▸ **PROBLEM DESCRIPTION**
Give the records again with every "conifer tree" switched to "pine tree" and everything else unchanged.

▸ **SOURCE RECORDS**
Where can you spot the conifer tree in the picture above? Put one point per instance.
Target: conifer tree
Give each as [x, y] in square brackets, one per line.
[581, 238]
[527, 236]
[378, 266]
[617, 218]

▸ **WRITTEN REPLY**
Where can you spot the pine tree in the picture above? Put one point per instance.
Target: pine tree
Give each as [x, y] in square brackets, one per line.
[581, 238]
[527, 236]
[378, 266]
[617, 218]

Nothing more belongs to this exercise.